Collected data entries:
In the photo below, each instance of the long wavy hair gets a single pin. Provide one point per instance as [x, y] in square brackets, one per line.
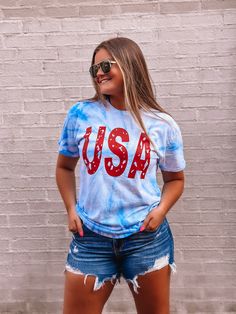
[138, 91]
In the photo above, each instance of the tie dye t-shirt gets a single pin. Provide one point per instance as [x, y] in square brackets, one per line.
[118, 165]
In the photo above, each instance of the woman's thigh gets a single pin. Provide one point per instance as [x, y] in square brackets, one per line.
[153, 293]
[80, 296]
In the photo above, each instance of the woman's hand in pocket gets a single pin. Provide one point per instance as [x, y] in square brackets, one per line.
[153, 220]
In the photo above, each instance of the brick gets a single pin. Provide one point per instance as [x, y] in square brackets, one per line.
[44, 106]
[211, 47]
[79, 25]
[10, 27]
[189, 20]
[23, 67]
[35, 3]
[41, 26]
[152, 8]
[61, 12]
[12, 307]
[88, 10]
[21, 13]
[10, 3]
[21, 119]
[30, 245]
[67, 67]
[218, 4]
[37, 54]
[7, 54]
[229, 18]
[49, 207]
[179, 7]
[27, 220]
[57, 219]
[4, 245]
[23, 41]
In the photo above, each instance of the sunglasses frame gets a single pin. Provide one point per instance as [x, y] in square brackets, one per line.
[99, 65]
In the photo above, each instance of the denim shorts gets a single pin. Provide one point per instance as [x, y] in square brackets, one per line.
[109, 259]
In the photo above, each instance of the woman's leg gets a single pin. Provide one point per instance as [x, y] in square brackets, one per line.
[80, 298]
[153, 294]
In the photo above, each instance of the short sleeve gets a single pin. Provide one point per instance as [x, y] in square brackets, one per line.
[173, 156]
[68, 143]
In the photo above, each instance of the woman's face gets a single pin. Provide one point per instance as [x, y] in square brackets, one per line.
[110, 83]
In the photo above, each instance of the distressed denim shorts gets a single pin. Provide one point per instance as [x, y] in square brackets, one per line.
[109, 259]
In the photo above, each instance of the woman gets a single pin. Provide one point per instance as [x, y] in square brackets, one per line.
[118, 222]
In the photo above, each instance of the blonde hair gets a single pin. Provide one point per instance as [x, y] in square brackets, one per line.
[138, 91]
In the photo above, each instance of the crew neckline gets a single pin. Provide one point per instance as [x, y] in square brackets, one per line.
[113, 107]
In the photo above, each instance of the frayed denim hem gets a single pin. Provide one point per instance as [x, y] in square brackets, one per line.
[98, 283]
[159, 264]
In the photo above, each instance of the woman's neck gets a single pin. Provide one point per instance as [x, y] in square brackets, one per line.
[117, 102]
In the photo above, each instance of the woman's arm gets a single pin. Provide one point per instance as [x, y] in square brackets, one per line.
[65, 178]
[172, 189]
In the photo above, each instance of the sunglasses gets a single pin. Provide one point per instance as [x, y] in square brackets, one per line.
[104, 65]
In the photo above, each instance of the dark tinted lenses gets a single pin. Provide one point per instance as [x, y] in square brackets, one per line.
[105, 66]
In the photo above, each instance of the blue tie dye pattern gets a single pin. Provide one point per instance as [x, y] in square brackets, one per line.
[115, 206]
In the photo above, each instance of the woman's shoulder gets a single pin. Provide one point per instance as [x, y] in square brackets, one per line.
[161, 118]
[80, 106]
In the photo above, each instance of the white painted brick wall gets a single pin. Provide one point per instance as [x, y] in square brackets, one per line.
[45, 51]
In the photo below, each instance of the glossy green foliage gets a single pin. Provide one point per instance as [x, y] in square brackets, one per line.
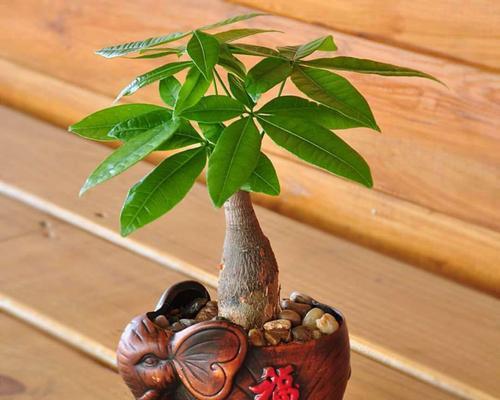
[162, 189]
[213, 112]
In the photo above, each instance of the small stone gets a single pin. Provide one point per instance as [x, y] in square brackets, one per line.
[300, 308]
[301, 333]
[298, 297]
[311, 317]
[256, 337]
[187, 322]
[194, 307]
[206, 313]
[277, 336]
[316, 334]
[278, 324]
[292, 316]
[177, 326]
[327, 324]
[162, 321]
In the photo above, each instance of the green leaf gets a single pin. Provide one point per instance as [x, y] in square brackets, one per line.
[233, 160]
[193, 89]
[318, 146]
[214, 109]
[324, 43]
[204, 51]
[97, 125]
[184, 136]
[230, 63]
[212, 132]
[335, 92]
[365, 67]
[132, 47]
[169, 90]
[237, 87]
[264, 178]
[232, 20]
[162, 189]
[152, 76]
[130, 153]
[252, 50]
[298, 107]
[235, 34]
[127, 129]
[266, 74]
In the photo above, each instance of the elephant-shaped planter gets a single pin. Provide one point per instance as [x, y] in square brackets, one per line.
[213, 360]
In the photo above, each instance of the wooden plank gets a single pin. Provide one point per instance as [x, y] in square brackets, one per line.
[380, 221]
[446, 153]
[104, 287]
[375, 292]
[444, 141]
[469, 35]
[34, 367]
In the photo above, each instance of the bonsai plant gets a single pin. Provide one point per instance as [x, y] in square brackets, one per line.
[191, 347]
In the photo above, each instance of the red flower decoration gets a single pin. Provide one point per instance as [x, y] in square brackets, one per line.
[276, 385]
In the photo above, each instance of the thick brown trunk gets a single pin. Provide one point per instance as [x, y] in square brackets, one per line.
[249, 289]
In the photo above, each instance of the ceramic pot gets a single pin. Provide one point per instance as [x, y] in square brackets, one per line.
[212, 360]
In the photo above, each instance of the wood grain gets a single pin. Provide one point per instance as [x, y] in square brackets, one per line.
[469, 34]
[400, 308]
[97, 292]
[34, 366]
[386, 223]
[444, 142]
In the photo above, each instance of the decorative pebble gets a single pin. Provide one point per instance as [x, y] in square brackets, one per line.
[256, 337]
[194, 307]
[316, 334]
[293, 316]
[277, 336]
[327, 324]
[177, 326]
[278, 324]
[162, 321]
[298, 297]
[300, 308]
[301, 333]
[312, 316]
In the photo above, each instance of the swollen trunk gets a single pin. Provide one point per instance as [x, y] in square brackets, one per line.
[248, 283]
==
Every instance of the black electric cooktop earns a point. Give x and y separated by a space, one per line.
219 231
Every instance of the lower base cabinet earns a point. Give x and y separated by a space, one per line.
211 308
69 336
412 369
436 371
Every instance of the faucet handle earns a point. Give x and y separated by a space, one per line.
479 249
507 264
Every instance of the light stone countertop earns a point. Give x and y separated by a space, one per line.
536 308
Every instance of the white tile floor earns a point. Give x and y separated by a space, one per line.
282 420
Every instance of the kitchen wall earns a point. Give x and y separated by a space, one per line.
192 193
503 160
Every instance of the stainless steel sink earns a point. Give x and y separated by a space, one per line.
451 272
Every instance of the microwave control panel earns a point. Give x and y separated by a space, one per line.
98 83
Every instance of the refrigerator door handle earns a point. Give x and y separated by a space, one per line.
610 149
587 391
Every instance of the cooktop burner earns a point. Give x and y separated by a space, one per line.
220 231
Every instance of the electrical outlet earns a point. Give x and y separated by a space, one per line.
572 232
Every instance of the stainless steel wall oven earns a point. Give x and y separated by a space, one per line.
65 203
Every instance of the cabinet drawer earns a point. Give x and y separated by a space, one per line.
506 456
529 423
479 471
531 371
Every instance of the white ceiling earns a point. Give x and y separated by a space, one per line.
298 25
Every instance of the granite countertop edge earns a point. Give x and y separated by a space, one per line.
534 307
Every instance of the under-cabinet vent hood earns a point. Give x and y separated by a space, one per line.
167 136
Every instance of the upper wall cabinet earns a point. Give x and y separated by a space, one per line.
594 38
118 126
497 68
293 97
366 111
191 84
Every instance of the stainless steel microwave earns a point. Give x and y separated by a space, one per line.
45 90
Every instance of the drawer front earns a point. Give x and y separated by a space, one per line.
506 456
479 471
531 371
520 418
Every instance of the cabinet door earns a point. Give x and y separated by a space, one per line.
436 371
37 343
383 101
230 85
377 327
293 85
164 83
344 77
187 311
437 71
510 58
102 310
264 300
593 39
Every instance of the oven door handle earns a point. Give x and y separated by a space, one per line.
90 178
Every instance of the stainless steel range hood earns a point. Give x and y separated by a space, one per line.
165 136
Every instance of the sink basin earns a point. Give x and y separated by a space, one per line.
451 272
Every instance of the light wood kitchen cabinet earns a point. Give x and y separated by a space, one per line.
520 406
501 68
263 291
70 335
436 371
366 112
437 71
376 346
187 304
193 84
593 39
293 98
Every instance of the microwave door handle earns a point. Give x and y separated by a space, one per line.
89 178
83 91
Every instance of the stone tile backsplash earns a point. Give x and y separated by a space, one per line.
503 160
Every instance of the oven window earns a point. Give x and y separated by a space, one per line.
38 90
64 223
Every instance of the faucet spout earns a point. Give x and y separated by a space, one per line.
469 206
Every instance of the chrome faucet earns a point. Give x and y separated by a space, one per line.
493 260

§ REQUIRED TASK:
Pick out every line of the data above that contains the string "handle", copying each one in full. Matching is case-sensitive.

§ PROBLEM SOLUTION:
Every instance of the faucet handle earns a point. Give x and y separated by a space, one per line.
Every instance of the refrigerator door handle earns a point. Give x and y separated by a space, one per line.
Every instance of the oven door handle earns a point. Give x and y separated by a space, one per line.
Every instance of the microwave door handle earns a point. Give x and y separated by a space, one per line.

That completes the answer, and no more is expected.